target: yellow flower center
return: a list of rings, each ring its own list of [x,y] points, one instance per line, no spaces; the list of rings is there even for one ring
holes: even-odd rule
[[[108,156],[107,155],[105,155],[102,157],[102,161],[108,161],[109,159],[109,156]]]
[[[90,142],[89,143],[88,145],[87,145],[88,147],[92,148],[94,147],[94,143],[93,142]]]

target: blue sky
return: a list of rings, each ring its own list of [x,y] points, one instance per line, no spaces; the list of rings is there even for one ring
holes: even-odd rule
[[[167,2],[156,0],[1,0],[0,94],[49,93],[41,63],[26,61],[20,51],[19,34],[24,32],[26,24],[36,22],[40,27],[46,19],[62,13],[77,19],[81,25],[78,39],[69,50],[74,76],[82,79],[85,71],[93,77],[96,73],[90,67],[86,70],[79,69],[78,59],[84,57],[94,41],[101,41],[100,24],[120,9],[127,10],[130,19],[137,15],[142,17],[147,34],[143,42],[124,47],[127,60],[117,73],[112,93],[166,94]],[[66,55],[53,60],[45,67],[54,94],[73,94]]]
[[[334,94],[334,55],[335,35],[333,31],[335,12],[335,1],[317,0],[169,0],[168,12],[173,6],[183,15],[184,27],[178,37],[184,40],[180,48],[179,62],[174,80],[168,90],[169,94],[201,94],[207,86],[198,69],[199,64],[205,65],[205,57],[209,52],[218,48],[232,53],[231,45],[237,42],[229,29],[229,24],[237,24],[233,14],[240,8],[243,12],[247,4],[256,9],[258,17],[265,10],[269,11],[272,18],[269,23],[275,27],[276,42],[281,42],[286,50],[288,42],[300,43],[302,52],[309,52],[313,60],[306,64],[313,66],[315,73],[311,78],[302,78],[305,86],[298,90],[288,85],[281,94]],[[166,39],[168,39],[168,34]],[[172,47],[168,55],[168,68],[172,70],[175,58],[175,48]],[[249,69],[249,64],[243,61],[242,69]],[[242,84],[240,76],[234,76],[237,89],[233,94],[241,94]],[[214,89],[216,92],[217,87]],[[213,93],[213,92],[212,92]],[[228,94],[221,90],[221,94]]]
----
__AIM OF THE EXERCISE__.
Count the lines in the rows above that contain the string "target", treating case as significant. Reply with the number alone.

__EXERCISE RESPONSE__.
2